- _PROBLEM TO SOLVE_
Copy out exactly the lines from the one containing "Species-survey task: indicate the white baseboard" through the end of the records, and no pictures.

- _MATERIAL PROVIDED_

<<<<

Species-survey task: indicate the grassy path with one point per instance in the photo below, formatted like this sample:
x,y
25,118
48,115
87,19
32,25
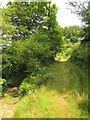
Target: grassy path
x,y
61,97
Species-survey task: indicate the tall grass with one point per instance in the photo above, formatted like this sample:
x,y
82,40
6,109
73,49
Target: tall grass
x,y
64,96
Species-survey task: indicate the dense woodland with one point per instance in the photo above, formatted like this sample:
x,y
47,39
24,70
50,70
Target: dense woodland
x,y
33,45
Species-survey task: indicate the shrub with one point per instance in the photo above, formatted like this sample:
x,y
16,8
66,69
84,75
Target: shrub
x,y
3,86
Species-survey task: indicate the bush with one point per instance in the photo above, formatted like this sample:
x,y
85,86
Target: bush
x,y
3,86
80,56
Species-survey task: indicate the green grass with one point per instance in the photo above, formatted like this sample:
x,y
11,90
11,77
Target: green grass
x,y
64,96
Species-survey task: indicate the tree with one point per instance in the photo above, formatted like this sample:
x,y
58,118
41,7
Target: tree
x,y
72,33
82,9
35,38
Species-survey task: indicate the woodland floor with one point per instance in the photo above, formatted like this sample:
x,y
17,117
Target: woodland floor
x,y
59,83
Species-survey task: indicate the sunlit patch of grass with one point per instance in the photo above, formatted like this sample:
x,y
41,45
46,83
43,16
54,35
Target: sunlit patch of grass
x,y
51,101
36,105
78,105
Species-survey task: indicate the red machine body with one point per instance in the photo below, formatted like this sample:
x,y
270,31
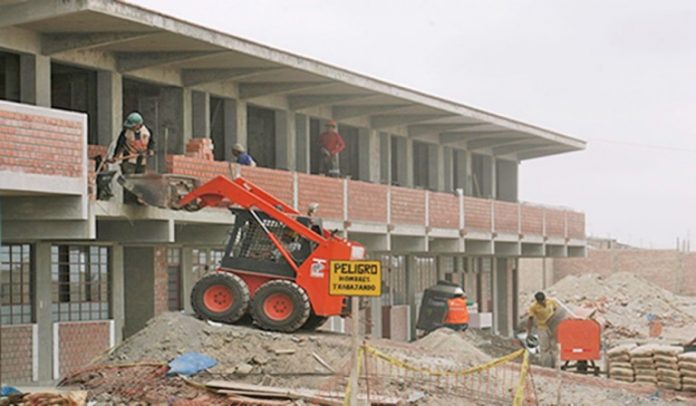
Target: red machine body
x,y
311,273
579,339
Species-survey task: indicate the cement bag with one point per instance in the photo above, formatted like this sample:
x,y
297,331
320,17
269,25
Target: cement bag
x,y
687,356
623,349
621,372
643,351
645,372
669,359
688,380
687,366
669,350
663,374
646,379
642,362
624,365
624,357
623,378
667,365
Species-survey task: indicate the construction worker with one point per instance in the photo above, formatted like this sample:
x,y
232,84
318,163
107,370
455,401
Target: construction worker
x,y
243,157
457,317
135,143
331,144
541,311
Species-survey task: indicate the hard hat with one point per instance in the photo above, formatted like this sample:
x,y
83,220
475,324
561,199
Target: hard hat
x,y
132,120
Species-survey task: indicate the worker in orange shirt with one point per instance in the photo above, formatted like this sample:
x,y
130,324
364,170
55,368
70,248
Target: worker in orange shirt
x,y
331,144
457,317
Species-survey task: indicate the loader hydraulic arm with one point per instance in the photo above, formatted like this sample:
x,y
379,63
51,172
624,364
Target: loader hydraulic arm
x,y
223,192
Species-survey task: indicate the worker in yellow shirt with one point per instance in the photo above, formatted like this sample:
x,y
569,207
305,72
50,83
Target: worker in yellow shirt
x,y
541,311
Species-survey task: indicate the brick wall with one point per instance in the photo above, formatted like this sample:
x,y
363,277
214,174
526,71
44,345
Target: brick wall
x,y
668,269
277,183
532,220
506,216
199,168
555,223
444,210
79,343
407,206
16,356
37,144
576,224
477,214
161,281
367,202
328,192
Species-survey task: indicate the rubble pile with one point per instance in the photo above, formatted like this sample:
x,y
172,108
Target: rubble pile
x,y
304,365
625,304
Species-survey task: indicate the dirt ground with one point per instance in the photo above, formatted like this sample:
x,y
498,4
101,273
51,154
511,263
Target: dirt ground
x,y
624,303
250,355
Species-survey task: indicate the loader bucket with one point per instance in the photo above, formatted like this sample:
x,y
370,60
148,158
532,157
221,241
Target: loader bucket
x,y
157,190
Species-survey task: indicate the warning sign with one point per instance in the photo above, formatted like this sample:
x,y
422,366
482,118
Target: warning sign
x,y
355,278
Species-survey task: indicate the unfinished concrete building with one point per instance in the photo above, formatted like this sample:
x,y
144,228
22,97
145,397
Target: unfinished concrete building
x,y
431,187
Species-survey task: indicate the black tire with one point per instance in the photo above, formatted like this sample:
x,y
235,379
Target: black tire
x,y
225,283
314,322
287,300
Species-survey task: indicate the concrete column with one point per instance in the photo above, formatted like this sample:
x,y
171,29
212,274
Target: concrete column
x,y
188,278
385,158
139,282
35,80
368,155
302,141
118,309
235,125
501,291
44,317
109,106
12,75
200,114
469,174
411,269
285,140
494,177
436,172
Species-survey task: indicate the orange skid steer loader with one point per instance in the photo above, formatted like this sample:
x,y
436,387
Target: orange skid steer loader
x,y
276,262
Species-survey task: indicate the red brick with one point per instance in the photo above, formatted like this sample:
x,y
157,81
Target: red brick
x,y
443,210
367,202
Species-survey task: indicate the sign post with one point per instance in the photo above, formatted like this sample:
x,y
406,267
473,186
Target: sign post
x,y
355,279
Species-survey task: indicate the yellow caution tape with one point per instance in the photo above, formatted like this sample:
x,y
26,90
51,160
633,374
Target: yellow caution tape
x,y
406,365
361,354
519,393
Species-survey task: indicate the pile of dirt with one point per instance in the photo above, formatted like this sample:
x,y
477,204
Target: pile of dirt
x,y
320,361
624,303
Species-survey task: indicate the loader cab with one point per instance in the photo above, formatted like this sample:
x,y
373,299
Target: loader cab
x,y
249,248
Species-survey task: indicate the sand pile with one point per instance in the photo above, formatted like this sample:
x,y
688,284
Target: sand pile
x,y
624,303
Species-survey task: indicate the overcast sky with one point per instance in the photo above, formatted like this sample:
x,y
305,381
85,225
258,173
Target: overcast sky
x,y
618,74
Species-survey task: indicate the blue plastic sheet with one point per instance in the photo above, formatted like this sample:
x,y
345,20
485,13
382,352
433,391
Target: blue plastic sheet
x,y
190,364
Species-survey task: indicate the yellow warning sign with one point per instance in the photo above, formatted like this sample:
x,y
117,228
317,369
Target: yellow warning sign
x,y
355,278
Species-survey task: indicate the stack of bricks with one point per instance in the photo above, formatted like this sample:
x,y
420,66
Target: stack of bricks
x,y
200,148
687,370
620,367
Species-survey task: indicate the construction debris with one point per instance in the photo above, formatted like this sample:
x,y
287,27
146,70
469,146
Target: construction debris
x,y
250,372
626,305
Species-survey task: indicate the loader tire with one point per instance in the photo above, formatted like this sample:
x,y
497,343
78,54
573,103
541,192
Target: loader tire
x,y
280,305
314,322
221,297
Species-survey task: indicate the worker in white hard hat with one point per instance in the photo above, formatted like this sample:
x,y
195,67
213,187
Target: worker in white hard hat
x,y
540,312
243,157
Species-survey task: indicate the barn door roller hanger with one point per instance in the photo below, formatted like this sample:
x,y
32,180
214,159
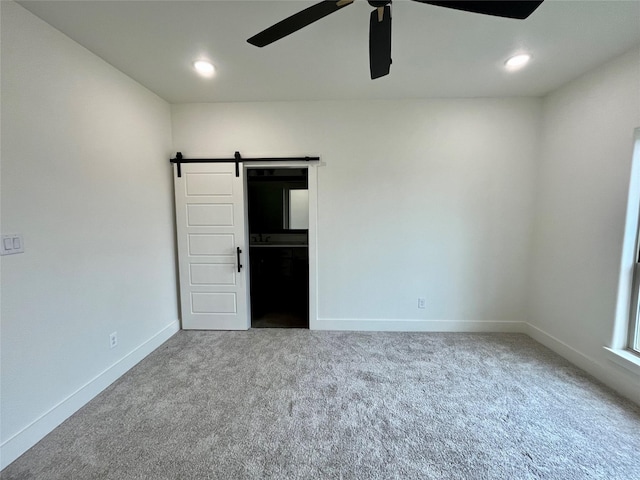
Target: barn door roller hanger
x,y
237,159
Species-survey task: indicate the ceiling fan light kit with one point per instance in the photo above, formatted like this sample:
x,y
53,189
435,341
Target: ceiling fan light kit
x,y
380,23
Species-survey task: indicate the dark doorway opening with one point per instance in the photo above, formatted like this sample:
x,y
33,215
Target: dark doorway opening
x,y
278,208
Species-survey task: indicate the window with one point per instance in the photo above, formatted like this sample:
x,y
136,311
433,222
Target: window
x,y
634,197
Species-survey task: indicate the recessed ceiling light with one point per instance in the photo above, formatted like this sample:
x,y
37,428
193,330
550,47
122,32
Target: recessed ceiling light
x,y
204,68
518,61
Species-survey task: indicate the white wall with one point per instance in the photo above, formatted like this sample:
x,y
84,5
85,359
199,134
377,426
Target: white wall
x,y
584,172
85,179
416,198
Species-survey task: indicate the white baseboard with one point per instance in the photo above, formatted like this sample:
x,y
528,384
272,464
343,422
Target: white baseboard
x,y
19,443
383,325
608,372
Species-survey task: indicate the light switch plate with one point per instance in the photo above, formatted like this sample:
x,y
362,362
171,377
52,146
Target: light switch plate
x,y
11,244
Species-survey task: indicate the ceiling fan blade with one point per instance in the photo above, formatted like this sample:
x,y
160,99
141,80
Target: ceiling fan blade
x,y
499,8
380,42
297,21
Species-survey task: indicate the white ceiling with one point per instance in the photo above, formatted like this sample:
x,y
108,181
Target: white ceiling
x,y
437,52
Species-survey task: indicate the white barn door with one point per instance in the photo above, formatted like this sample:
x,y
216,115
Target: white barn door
x,y
211,246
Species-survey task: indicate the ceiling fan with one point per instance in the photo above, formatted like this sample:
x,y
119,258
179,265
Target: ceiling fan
x,y
380,23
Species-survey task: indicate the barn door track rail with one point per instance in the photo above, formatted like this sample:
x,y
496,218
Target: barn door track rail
x,y
237,159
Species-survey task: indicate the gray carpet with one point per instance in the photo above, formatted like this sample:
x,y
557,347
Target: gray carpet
x,y
296,404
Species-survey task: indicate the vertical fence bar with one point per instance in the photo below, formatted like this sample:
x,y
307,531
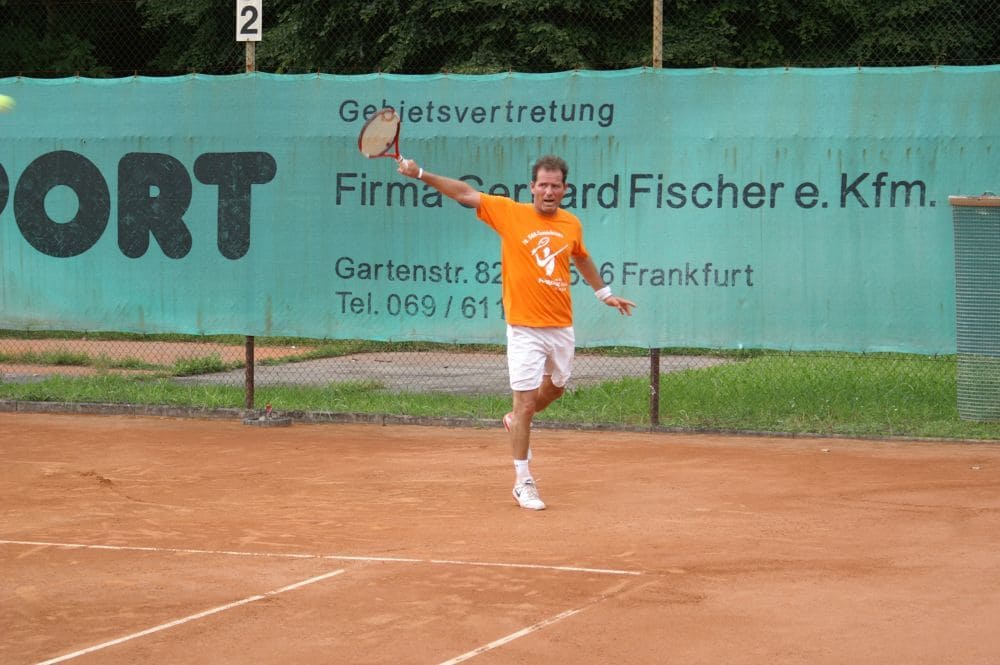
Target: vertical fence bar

>>>>

- _REPLY TO THE TASK_
Species-survey task: indicate the white baseboard with one point per instance in the photo above, formatted like this sample:
x,y
528,384
272,464
343,422
Target: white baseboard
x,y
19,443
383,325
608,372
Species-survey task: indicate the light switch plate with one point per instance in the photo above, formatted like this sample:
x,y
362,362
171,377
52,146
Target: light switch plate
x,y
11,244
Species-survey task: indicate the ceiling fan blade with one point per instance in the photo above, formatted like this sample:
x,y
160,99
141,80
Target: ceiling fan blade
x,y
499,8
380,42
297,21
Species-survey task: indicate the white ceiling with one point per instance in the photo above, formatted like this sample:
x,y
108,181
Target: white ceiling
x,y
437,52
Species-survey task: indicate the white barn door with one point per instance in the photo above, formatted like this sample:
x,y
216,115
Target: white barn door
x,y
211,246
Species-survey task: indicate the ceiling fan with one point per instance in the photo above, formatted like this sample:
x,y
119,258
179,265
Target: ceiling fan
x,y
380,23
Species-survey task: indicate the barn door track rail with one point per instance in the photo above, formatted like this sample:
x,y
496,218
Target: barn door track rail
x,y
237,159
Species-survey task: indicate the gray carpet with one point per instance in the photo above, formatted like this sample:
x,y
557,347
Target: gray carpet
x,y
296,404
Species-survey task: indicate the vertical fence bar with one point per instance in the photo below, formatted like this sample:
x,y
307,531
Target: vertical fence bar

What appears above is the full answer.